> Stated task:
Can you edit the entries below so that "Definition for annotators" becomes "Guideline for annotators" wherever it appears, keeping everything else the same?

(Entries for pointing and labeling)
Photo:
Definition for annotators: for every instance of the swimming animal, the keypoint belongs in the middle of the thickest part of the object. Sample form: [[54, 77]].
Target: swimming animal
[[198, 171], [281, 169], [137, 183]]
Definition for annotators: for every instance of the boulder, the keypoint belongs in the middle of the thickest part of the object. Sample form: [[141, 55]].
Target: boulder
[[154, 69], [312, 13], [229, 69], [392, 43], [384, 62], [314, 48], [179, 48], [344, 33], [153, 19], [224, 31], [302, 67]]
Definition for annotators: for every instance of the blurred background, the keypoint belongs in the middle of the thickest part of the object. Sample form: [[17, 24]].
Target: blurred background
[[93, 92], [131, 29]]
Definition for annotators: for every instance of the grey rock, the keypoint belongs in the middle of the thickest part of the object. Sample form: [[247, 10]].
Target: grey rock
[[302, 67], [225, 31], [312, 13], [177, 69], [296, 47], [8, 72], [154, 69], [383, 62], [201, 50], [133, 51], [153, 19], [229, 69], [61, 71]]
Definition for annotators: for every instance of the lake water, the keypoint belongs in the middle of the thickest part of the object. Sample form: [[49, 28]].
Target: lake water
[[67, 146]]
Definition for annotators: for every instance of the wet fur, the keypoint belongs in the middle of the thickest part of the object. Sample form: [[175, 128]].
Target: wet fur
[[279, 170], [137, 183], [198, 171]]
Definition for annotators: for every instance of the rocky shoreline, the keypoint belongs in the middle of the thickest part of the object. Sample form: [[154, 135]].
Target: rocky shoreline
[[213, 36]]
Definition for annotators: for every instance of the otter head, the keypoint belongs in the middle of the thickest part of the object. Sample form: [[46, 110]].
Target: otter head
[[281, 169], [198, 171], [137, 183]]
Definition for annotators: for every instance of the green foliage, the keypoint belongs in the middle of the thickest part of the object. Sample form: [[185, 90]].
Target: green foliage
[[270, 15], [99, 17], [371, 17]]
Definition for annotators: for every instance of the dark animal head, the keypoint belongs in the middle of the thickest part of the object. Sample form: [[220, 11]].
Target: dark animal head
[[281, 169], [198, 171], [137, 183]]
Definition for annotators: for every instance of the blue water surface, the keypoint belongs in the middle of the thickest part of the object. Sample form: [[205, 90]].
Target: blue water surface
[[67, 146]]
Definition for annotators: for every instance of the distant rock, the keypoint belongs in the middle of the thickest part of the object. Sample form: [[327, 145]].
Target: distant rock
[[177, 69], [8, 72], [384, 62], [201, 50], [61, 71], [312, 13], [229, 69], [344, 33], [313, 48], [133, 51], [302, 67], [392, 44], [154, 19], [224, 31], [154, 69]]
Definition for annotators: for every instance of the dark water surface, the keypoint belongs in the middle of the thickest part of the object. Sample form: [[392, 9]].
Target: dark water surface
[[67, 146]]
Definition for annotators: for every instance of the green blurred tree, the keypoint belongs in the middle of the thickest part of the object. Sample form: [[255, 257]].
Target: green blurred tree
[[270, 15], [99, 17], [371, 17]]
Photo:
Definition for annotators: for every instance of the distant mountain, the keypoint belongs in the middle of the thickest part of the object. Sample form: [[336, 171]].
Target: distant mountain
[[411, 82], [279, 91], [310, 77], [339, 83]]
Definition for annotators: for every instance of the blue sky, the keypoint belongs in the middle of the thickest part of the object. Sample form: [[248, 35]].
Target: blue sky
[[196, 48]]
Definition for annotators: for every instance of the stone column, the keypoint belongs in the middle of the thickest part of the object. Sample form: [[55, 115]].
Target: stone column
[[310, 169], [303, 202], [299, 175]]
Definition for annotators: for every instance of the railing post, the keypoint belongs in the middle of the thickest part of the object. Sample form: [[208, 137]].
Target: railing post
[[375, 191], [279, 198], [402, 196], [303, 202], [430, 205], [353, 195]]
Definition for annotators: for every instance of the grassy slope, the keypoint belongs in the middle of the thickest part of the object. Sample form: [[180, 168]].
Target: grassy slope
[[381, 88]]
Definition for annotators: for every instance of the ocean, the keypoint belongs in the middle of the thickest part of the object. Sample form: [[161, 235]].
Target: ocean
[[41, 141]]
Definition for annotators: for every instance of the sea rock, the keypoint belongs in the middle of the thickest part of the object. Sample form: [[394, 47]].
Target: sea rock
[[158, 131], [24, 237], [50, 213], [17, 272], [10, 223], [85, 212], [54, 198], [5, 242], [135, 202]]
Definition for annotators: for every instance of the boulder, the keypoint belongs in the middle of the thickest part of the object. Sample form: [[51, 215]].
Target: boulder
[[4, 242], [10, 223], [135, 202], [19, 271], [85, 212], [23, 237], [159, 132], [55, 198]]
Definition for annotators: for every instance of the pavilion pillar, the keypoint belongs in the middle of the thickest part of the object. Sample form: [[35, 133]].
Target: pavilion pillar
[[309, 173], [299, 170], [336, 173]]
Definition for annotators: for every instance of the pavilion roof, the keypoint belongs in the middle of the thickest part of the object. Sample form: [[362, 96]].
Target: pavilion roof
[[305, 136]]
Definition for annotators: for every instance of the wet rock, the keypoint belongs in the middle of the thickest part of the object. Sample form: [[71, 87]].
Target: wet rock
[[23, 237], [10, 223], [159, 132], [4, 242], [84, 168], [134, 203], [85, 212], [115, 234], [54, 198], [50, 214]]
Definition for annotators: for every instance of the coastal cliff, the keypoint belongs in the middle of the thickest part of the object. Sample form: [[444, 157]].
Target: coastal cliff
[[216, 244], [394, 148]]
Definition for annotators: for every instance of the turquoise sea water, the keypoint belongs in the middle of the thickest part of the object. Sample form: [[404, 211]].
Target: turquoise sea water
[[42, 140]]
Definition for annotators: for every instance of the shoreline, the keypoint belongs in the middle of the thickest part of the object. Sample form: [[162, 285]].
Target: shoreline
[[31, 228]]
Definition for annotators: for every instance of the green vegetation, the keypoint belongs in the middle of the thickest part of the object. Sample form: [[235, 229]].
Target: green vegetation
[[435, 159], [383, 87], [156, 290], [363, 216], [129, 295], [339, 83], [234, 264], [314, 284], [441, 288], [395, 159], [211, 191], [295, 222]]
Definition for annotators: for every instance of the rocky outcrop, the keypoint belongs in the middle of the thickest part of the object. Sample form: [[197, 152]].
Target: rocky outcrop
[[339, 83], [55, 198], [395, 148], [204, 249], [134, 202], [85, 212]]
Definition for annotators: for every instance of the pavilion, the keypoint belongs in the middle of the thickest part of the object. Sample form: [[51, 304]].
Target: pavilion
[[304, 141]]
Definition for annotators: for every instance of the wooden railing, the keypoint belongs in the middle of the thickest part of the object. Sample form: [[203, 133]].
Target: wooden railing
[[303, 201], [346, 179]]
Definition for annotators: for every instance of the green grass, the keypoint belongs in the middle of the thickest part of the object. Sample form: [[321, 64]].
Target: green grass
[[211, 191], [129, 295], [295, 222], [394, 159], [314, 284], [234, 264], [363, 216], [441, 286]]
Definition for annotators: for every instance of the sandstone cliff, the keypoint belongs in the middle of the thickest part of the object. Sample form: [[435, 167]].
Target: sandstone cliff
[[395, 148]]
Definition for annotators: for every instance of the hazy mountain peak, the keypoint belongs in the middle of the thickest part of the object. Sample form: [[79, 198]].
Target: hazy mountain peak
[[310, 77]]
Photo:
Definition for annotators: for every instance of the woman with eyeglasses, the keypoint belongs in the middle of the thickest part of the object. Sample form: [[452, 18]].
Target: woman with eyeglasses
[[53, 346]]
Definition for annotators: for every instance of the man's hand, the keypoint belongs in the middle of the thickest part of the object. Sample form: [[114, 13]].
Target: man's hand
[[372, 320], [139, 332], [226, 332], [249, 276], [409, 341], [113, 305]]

> Solved problem:
Photo:
Guideline for annotators: for every instance of the swimming animal, the keypoint belongs in the middle of the thickest part of the object. Sample form: [[54, 77]].
Target: swimming animal
[[198, 171], [281, 169], [137, 183]]
Guideline for annotators: for every instance of the boulder, the keypoint belongs in the middle of the thickest part of the object. Sample form: [[141, 55]].
Target: boulder
[[154, 69], [312, 13], [229, 69], [392, 43], [384, 62], [314, 48], [179, 48], [344, 33], [153, 19], [224, 31], [302, 67]]
Guideline for annotators: for every instance of the blurred background, the keypoint belongs in the middle of the thickest part of the object. Sample form: [[17, 24]].
Target: blurred background
[[93, 92], [131, 29]]
Guideline for annotators: for every instance of the grey rock, the keypoint belongs in the middle of the thickest part of the object. Sample form: [[247, 10]].
Target: grey rock
[[302, 67], [225, 31], [312, 13], [177, 69], [296, 47], [8, 72], [154, 69], [383, 62], [201, 50], [133, 51], [153, 19], [229, 69], [61, 71]]
Guideline for annotators: for every instance of the lake water, the keypoint belongs in the middle of the thickest part of the object. Sample form: [[49, 28]].
Target: lake water
[[67, 146]]
Guideline for annotators: for every instance of the wet fur, the keypoint belongs in the middle of the thickest part of the object. Sample form: [[175, 128]].
Target: wet fur
[[279, 170], [137, 183], [198, 171]]
Guideline for annotators: for every instance of the rocky shoreline, the keypoint belongs in the middle of the thickest part of the object. Sample form: [[154, 135]].
Target: rocky shoreline
[[213, 36]]
Guideline for annotators: for every instance of the otter head, the keypoint belongs in the middle of the thickest part of the object. Sample form: [[46, 110]].
Target: otter head
[[281, 169], [198, 171], [137, 183]]
Guideline for annotators: for every instance of the green foliage, the keypoint belongs in the middle of the thickest part of the object. Sample form: [[185, 90]].
Target: green foliage
[[270, 15], [99, 17], [371, 17]]
Guideline for annotators: for every instance of the dark animal head, the keypoint belongs in the middle of the thickest part of the object. Sample form: [[220, 11]].
Target: dark animal head
[[281, 169], [198, 171], [137, 183]]
Guideline for annotators: for every instance of the blue water surface, the keypoint belongs in the middle of the thickest part of the object. Sample form: [[205, 90]].
Target: blue water surface
[[67, 146]]
Guideline for annotators: for every instance of the distant rock, the keypoint belongs in the middle of the thickest part of the object. Sample form: [[327, 145]].
Target: distant rock
[[177, 69], [8, 72], [384, 62], [201, 50], [61, 71], [312, 13], [229, 69], [344, 33], [313, 48], [133, 51], [302, 67], [392, 44], [154, 19], [224, 31], [154, 69]]
Guideline for annotators: for every instance of the dark water surface, the keypoint belongs in the middle of the thickest part of the object. Sample form: [[392, 9]].
Target: dark water surface
[[67, 146]]
Guideline for annotators: for every instance of the green blurred tree, the keypoint belongs in the middle of the thickest part of the object. Sample form: [[255, 257]].
Target: green blurred tree
[[270, 15], [99, 17], [371, 17]]
Photo:
Guideline for annotators: for every instance of the distant mountain, the keypoint belongs in the middle of the thickest part of the object. Sample form: [[336, 171]].
Target: distant mountain
[[411, 82], [279, 91], [310, 77], [339, 83]]
Guideline for annotators: for every instance of the blue sky, the keypoint belongs in the middle of the thickest part of the object. Sample form: [[248, 35]].
Target: blue sky
[[196, 48]]
Guideline for annotators: for every instance of the stone column, the keypoint belongs in the middle of the thickest part of the object. Sample form: [[55, 115]].
Target: stone column
[[310, 169], [303, 202], [299, 175]]
Guideline for annotators: for every instance of the railing post, the keypoint belongs in the middle of the thickest part of the object. Sample form: [[208, 137]].
Target: railing post
[[375, 191], [279, 198], [402, 196], [303, 202], [430, 205], [353, 195]]
Guideline for annotators: for every instance of the grassy slope, the keypoint belongs in the middle of the thickest part of the object. Sample form: [[180, 168]].
Target: grassy slope
[[381, 88]]
Guideline for annotators: for every instance of the ocean, the keypoint belongs in the middle of the thickest part of the object. Sample form: [[161, 235]].
Target: ocean
[[41, 141]]
Guideline for annotators: for every instance of the sea rock, the keypoint belongs in the middle of the thickest part of the object. Sample form: [[394, 47]].
Target: sea rock
[[158, 131], [24, 237], [50, 213], [17, 272], [10, 223], [85, 212], [54, 198], [5, 242], [135, 202]]
Guideline for annotators: for every instance of the boulder, the keypoint belongs in the middle of the thickest part of the object. Sample form: [[51, 215]].
Target: boulder
[[4, 242], [10, 223], [135, 202], [19, 271], [85, 212], [23, 237], [159, 132], [55, 198]]
Guideline for annotators: for every instance of the pavilion pillar, the keypoint belongs in the middle of the thickest part of the object. Sample form: [[35, 133]].
Target: pavilion pillar
[[309, 173], [299, 170], [336, 173]]
Guideline for annotators: for every instance of the pavilion roof, the keypoint belongs in the middle of the thickest part of the object. Sample form: [[362, 96]].
Target: pavilion roof
[[305, 136]]
Guideline for annotators: for every instance of the wet rock, the keypoint belongs in the middle of the thickest part of the object. Sample form: [[71, 87]].
Target: wet rock
[[23, 237], [10, 223], [159, 132], [4, 242], [84, 168], [134, 203], [85, 212], [115, 234], [54, 198], [50, 214]]
Guideline for annotators: for every instance of the coastal cliff, the keypoint belongs in the middle of the thickest part of the object. Sample form: [[444, 157]].
Target: coastal cliff
[[216, 244], [394, 148]]
Guideline for annotators: for every instance of the turquoise sea water, the keypoint belongs in the middle of the thickest part of the object. Sample form: [[404, 211]].
Target: turquoise sea water
[[42, 140]]
Guideline for annotators: for every instance of the shoreline, the keypoint belongs in the middle of the thickest part of the object. Sample form: [[162, 285]].
Target: shoreline
[[31, 228]]
Guideline for annotators: for every instance of the green vegetation, the keypoint belongs in the middle of the thickest part of the object. Sample form: [[235, 229]].
Target: green vegetation
[[435, 159], [383, 87], [156, 290], [363, 216], [129, 295], [339, 83], [234, 264], [314, 284], [441, 288], [395, 159], [211, 191], [295, 222]]
Guideline for annotators: for every instance of the rocky outcrop, the keypoint belongs in the middle of the thickest part of the object. Sample form: [[197, 152]].
Target: rocky outcrop
[[339, 83], [55, 198], [395, 148], [204, 249], [134, 202], [85, 212]]
Guideline for annotators: for every instance of the pavilion, the keypoint belongs in the middle of the thickest part of the object. Sample form: [[51, 304]].
Target: pavilion
[[304, 141]]
Guideline for annotators: for every instance of the wooden railing, the keypoint belongs in the middle of the thickest part of the object. Sample form: [[203, 133]].
Target: wooden railing
[[303, 201], [346, 179]]
Guideline for annotators: for every instance of the green grass, the keypoint belongs in the middle of the thickest part of the object. Sample form: [[321, 64]].
Target: green grass
[[211, 191], [129, 295], [295, 222], [394, 159], [314, 284], [234, 264], [363, 216], [441, 286]]
Guideline for annotators: for every instance of the sandstone cliff, the keypoint belongs in the middle of the thickest part of the object. Sample form: [[435, 167]].
Target: sandstone cliff
[[395, 148]]
Guideline for annotators: for every instance of the hazy mountain peak, the keypoint belongs in the middle of the thickest part of the object. Sample form: [[79, 198]].
Target: hazy mountain peak
[[310, 77]]
Photo:
Guideline for annotators: for every instance of the woman with eyeglasses, the keypoint belongs in the middle of the thickest part of the object. Sample form: [[452, 18]].
Target: woman with eyeglasses
[[53, 346]]
Guideline for annotators: for every instance of the man's hand, the keypoint belongs in the middle of the thickest part of the object. Sample form: [[114, 13]].
Target: man's hand
[[372, 320], [139, 332], [226, 332], [249, 276], [409, 341], [113, 305]]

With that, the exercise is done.